▸ EXTRACT TO READ:
Kangiara was proclaimed a village in September 1909. In 1910, population had reached 500 and a licence for a hotel was granted. There was a public school, known as Kangiara Mines, there from 1910 to 1958. The village had a post office, known as Kangiara Mines until 1923, from 1909 to 1971, and a police station. The village had land allocated for a cemetery in 1909, but it remains uncertain that it was ever used; burials of Kangiara residents seem to have taken place at nearby Boorawa, Yass, or at All Saints Anglican Church (Tangmangaroo).

The First World War caused a slowing of mining, as much of the mine's output had previously gone to Germany. By 1915, the village had a Catholic church and a bakery, but its 14 occupied dwellings were described as "scattered" and deteriorating due to mainly being "built in primitive fashion, with iron roof and hessian walls." The village was in decline by the late 1930s but revived somewhat in the 1950s.

== Present day ==
Kangiara was assigned as the name of the locality in 1975. It is a quiet locality, with grazing the main occupation.

Part of the locality includes the Bango Wind Farm, a wind farm. Its construction began in August 2019 and it became fully operational in 2023. The absence of any significant population centres in the area was one factor in the project's approval.

Today all that remains of the mining village and its mine are the former general store and some houses in what is still known as Charles Street, some mine ruins and denuded land, and—perhaps—the village's cemetery. To the south-east, 5.5km from the old village's site, is the Tangmangaroo Anglican church (All Saints) and its cemetery.

The mine site is now greatly altered following rehabilitation work in 1977. Subsequently, the mine site was identified as one leaking acid water, in the form of seepage from mine waste. The seepage contains copper, lead, zinc, manganese and cadmium. In 1994, further rehabilitation works were carried out at a cost of $95,000. These included, "anoxic limestone drains, construction of diversion banks and a sediment dam, diversion of clean water around the site and revegetation". The unusual colour of the water, in the sediment dam near the old mine site, is thus also a result of mining activity.

▸ EXERCISE DATA:

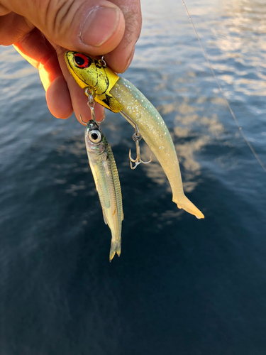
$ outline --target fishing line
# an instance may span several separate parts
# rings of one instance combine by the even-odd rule
[[[226,106],[227,106],[227,107],[229,109],[229,111],[230,111],[230,112],[231,112],[231,115],[232,115],[232,116],[233,116],[233,119],[234,119],[234,121],[235,121],[235,122],[236,126],[238,127],[238,129],[239,129],[239,131],[240,131],[240,133],[241,133],[241,135],[242,135],[242,136],[243,136],[243,138],[244,141],[245,141],[245,143],[247,143],[248,146],[249,147],[249,148],[250,149],[250,151],[252,151],[252,153],[253,153],[253,155],[254,155],[255,158],[257,159],[257,160],[258,163],[260,164],[260,165],[262,168],[262,169],[264,170],[264,171],[266,173],[266,167],[265,167],[265,165],[263,164],[263,163],[262,163],[262,160],[260,160],[260,157],[258,156],[258,155],[257,155],[257,153],[255,152],[255,151],[254,148],[252,146],[251,143],[250,143],[248,141],[248,138],[246,138],[245,135],[243,133],[243,130],[242,130],[242,127],[240,126],[240,125],[239,124],[239,123],[238,123],[238,120],[236,119],[236,117],[235,117],[235,114],[233,113],[233,109],[231,109],[231,106],[230,106],[230,104],[229,104],[229,102],[228,102],[228,100],[226,99],[226,97],[225,97],[225,95],[224,95],[224,94],[223,94],[223,90],[222,90],[222,88],[221,87],[220,84],[219,84],[219,82],[218,82],[218,79],[217,79],[217,77],[216,77],[216,75],[215,75],[215,73],[214,73],[214,69],[213,69],[213,67],[212,67],[212,65],[211,65],[211,64],[210,61],[209,60],[209,58],[208,58],[208,56],[207,56],[207,55],[206,55],[206,53],[205,52],[204,48],[203,48],[203,46],[202,46],[201,41],[201,40],[200,40],[200,38],[199,38],[199,36],[198,32],[197,32],[197,31],[196,30],[196,27],[195,27],[195,26],[194,26],[194,22],[193,22],[193,21],[192,21],[192,18],[191,18],[191,16],[190,16],[190,15],[189,15],[189,11],[188,11],[188,9],[187,9],[187,6],[186,6],[186,5],[185,5],[185,4],[184,4],[184,0],[181,0],[181,1],[182,1],[182,2],[183,3],[183,5],[184,5],[184,9],[186,9],[186,11],[187,11],[187,16],[189,16],[189,20],[190,20],[190,22],[191,22],[191,23],[192,23],[192,27],[193,27],[193,28],[194,28],[194,32],[195,32],[195,33],[196,33],[196,38],[197,38],[197,39],[198,39],[198,41],[199,41],[199,45],[200,45],[200,46],[201,46],[201,50],[202,50],[203,54],[204,55],[205,59],[206,59],[206,60],[207,61],[207,62],[208,62],[208,64],[209,64],[209,67],[210,67],[210,69],[211,69],[211,72],[212,72],[212,75],[214,75],[214,79],[215,79],[215,81],[216,82],[216,84],[217,84],[217,85],[218,85],[218,87],[219,88],[220,92],[221,92],[221,95],[222,95],[222,97],[223,97],[223,99],[224,99],[224,101],[225,101],[225,102],[226,102]]]

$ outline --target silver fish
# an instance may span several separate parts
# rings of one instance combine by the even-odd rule
[[[118,173],[110,145],[95,121],[85,129],[89,163],[98,192],[104,219],[112,234],[110,261],[121,251],[121,229],[123,219],[122,195]]]

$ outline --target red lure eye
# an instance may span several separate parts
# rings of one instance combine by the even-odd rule
[[[74,55],[74,61],[77,67],[85,68],[89,66],[89,60],[87,55],[82,53],[77,53]]]

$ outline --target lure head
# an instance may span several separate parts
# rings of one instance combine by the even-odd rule
[[[96,102],[113,112],[119,112],[122,109],[119,102],[110,94],[119,77],[106,67],[104,60],[70,51],[66,52],[65,58],[77,84],[82,89],[91,89]]]
[[[106,138],[95,121],[89,121],[85,129],[85,143],[88,153],[102,154],[106,151]]]

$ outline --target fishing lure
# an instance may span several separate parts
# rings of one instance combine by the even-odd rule
[[[135,128],[133,139],[138,155],[133,160],[130,153],[131,163],[135,162],[135,167],[140,163],[148,163],[141,160],[139,153],[139,141],[142,137],[168,178],[173,202],[179,208],[197,218],[204,218],[184,193],[174,143],[167,127],[154,106],[133,84],[119,77],[109,68],[103,58],[97,60],[82,53],[69,51],[65,53],[65,60],[77,84],[82,88],[89,87],[96,102],[113,112],[120,112]]]
[[[112,235],[111,261],[116,253],[120,256],[121,251],[123,213],[118,173],[111,146],[94,120],[89,121],[87,125],[85,143],[104,222],[108,224]]]

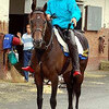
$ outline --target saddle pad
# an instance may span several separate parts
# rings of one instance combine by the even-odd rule
[[[53,31],[55,31],[55,35],[57,36],[57,39],[59,41],[59,44],[62,46],[63,48],[63,51],[64,52],[69,52],[69,48],[68,48],[68,45],[66,43],[64,43],[64,40],[61,38],[58,29],[56,27],[53,27]],[[78,38],[75,36],[75,41],[76,41],[76,45],[77,45],[77,50],[78,50],[78,55],[83,55],[84,50],[83,50],[83,47],[78,40]]]

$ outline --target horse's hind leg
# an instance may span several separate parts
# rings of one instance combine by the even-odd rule
[[[53,76],[53,78],[51,80],[51,97],[50,97],[50,106],[51,109],[56,109],[57,106],[57,88],[58,88],[58,76]]]
[[[68,89],[68,95],[69,95],[69,108],[68,109],[73,109],[72,106],[72,99],[73,99],[73,86],[72,84],[66,84],[66,89]]]

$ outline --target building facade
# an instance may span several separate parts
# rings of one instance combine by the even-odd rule
[[[0,0],[0,33],[24,33],[33,0]],[[43,7],[47,0],[37,0]],[[109,0],[76,0],[81,11],[76,29],[84,32],[89,43],[87,70],[99,69],[100,61],[109,61]],[[99,52],[99,37],[105,36],[104,52]]]

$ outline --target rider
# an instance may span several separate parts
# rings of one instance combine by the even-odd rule
[[[75,2],[75,0],[49,0],[47,2],[47,20],[51,20],[51,15],[55,14],[57,17],[52,19],[52,25],[58,25],[62,29],[66,29],[70,22],[72,22],[71,29],[73,29],[73,24],[76,26],[77,21],[81,19],[81,11]],[[70,57],[72,59],[73,65],[73,76],[81,75],[80,62],[78,62],[78,51],[75,43],[75,36],[73,31],[69,32],[68,46],[70,51]],[[72,37],[71,37],[72,36]],[[31,66],[25,70],[32,70]]]

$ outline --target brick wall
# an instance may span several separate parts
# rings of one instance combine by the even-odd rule
[[[100,61],[108,61],[108,39],[109,28],[104,28],[99,32],[85,32],[85,36],[89,43],[89,60],[87,70],[98,70]],[[105,36],[105,49],[104,53],[99,53],[99,37]]]

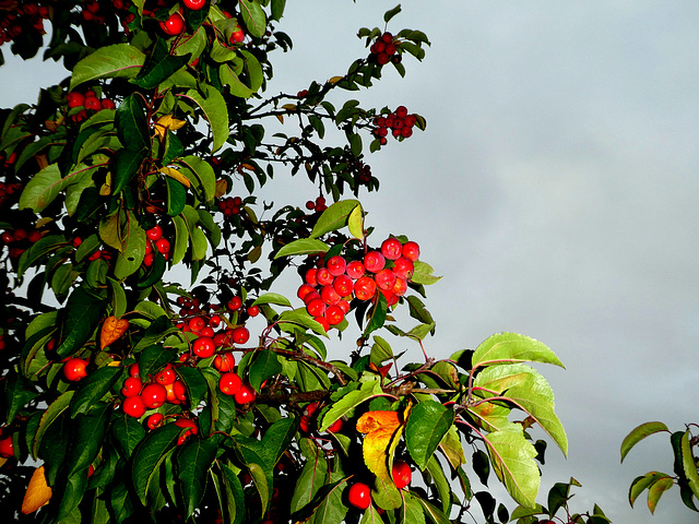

▸ WORK TO BE COMPLETED: List the metals that the text about Kangiara names as contained in the seepage from the old mine site.

▸ RESPONSE TO THIS TASK: Copper, lead, zinc, manganese and cadmium.